- _INSTRUCTIONS TO FOLLOW_
Count the lines below that contain the string "potted", with case counting, and reply with the number alone.

- _RECORDS FOR THIS TASK_
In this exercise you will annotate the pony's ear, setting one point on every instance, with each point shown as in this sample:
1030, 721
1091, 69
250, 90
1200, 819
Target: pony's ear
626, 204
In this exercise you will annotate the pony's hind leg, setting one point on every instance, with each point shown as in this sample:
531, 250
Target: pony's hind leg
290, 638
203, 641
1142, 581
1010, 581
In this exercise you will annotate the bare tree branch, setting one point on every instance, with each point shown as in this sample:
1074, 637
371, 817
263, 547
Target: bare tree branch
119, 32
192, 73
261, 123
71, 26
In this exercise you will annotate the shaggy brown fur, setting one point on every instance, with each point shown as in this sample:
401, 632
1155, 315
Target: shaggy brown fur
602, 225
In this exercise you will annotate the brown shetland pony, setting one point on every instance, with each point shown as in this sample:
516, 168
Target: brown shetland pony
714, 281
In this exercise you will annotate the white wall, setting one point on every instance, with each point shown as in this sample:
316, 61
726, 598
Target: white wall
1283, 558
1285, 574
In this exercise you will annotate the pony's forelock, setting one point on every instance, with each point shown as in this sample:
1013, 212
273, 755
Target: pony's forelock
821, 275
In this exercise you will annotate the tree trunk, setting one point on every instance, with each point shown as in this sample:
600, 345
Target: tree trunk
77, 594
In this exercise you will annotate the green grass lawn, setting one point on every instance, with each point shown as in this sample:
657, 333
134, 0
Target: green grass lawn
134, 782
---
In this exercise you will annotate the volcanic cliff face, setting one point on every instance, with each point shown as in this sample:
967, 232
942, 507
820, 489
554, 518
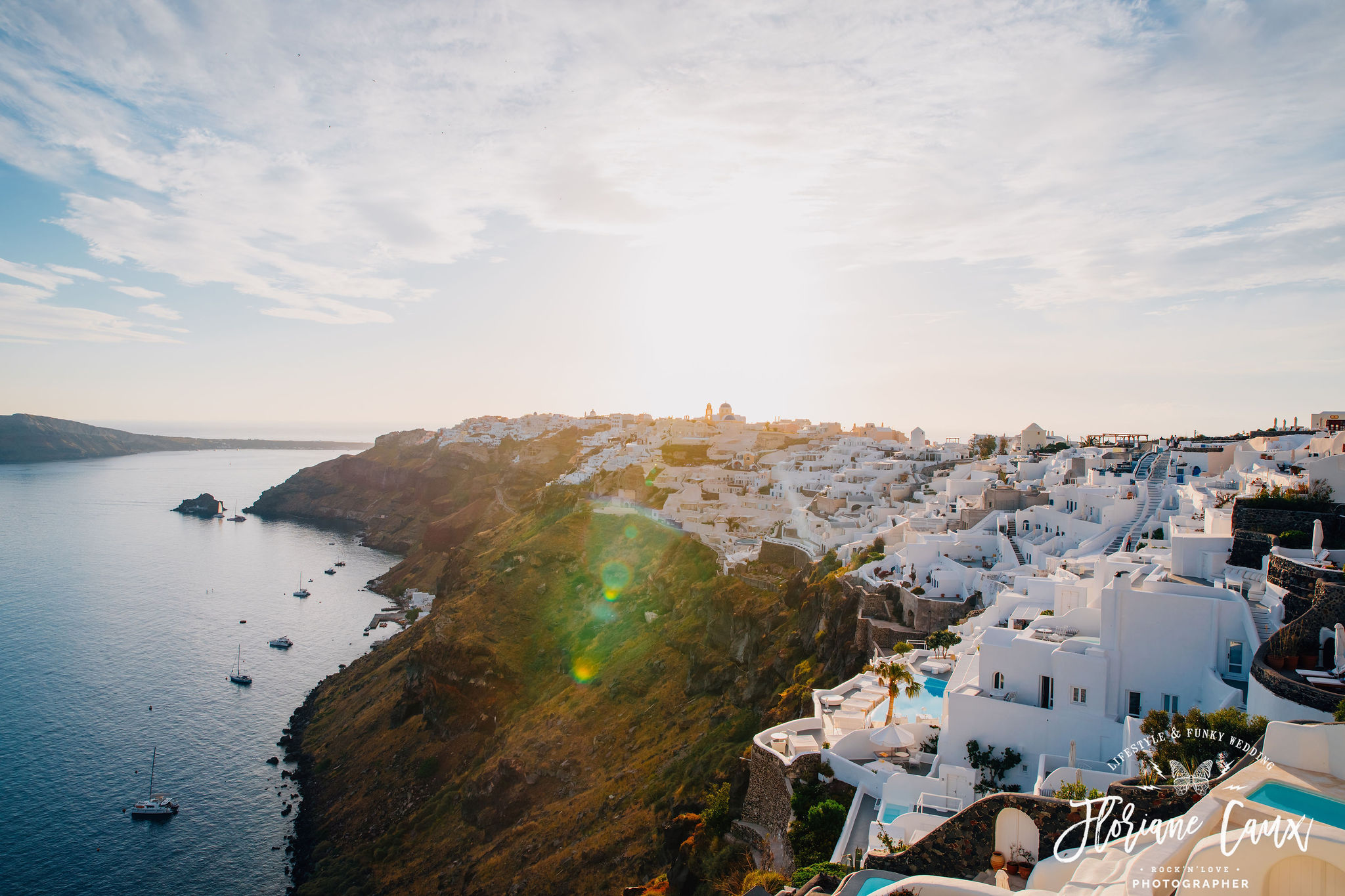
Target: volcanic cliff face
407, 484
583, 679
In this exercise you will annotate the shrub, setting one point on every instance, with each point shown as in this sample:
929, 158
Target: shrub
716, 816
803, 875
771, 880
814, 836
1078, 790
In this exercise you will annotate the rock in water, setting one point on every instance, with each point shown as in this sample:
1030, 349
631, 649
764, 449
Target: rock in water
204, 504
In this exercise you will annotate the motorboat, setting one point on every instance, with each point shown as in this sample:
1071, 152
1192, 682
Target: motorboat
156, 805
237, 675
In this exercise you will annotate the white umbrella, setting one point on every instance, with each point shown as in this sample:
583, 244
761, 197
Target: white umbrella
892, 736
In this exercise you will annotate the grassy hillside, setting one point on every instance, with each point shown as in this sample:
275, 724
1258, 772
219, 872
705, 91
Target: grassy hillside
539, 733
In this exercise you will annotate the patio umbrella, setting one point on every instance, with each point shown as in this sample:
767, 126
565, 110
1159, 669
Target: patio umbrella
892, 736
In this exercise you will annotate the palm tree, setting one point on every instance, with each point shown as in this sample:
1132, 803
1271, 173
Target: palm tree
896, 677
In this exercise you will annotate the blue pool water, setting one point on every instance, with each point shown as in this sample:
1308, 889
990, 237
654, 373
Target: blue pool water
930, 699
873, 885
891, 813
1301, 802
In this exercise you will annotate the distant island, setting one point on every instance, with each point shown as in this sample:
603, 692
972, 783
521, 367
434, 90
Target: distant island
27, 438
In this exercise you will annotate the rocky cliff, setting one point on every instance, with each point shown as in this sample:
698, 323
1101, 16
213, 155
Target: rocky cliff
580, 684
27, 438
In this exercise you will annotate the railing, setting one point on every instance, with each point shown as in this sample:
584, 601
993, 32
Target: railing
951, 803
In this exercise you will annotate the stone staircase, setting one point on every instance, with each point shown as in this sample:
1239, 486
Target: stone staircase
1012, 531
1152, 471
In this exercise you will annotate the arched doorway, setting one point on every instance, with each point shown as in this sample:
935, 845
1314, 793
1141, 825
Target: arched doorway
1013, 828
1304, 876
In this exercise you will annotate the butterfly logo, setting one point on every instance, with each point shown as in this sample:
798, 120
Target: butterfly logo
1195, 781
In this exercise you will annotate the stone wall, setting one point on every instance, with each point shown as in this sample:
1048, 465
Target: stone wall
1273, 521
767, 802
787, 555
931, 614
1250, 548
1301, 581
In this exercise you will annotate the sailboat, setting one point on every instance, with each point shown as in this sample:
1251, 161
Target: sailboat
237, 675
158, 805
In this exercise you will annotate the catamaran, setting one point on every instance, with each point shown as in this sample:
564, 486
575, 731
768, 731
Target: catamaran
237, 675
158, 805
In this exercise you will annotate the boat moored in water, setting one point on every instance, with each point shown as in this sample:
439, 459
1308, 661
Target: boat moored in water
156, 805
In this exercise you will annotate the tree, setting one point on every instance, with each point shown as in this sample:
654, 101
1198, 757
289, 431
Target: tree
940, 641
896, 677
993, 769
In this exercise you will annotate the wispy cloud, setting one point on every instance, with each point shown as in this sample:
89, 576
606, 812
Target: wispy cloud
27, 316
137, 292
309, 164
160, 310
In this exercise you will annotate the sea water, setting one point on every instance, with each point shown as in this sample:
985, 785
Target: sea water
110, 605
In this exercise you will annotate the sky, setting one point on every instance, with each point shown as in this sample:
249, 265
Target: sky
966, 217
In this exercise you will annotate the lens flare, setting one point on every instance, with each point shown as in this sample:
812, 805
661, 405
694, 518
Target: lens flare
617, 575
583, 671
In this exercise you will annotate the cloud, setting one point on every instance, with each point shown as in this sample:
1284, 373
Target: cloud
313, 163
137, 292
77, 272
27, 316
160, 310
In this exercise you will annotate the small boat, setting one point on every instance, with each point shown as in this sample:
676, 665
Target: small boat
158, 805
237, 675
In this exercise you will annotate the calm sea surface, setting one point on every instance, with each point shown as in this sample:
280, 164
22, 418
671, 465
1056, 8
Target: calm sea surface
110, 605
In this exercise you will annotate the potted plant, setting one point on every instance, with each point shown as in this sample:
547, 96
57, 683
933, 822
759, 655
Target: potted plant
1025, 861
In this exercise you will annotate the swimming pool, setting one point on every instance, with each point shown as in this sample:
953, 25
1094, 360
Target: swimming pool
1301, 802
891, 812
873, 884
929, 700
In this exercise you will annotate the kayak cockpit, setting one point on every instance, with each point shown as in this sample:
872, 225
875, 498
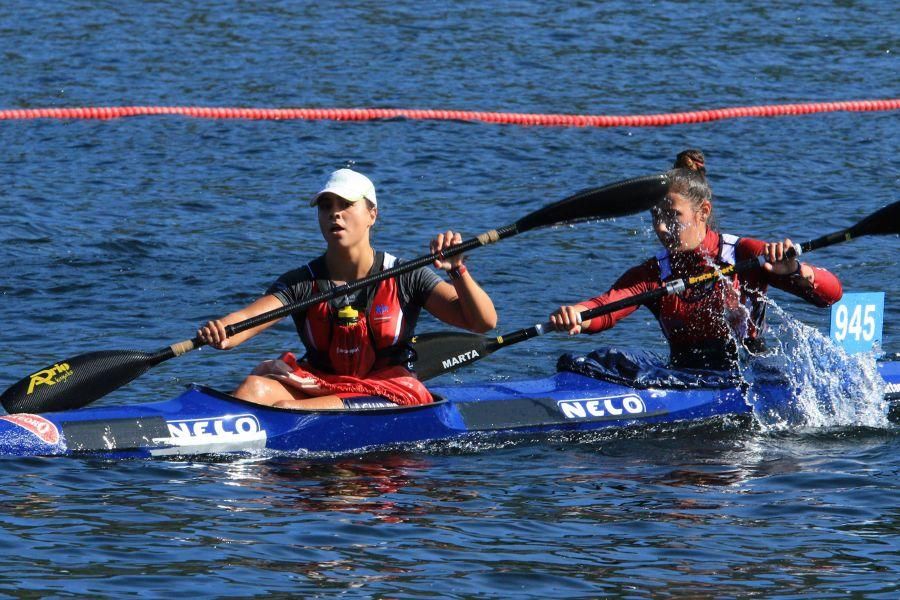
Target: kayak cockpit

- _WORKED ANSWER_
2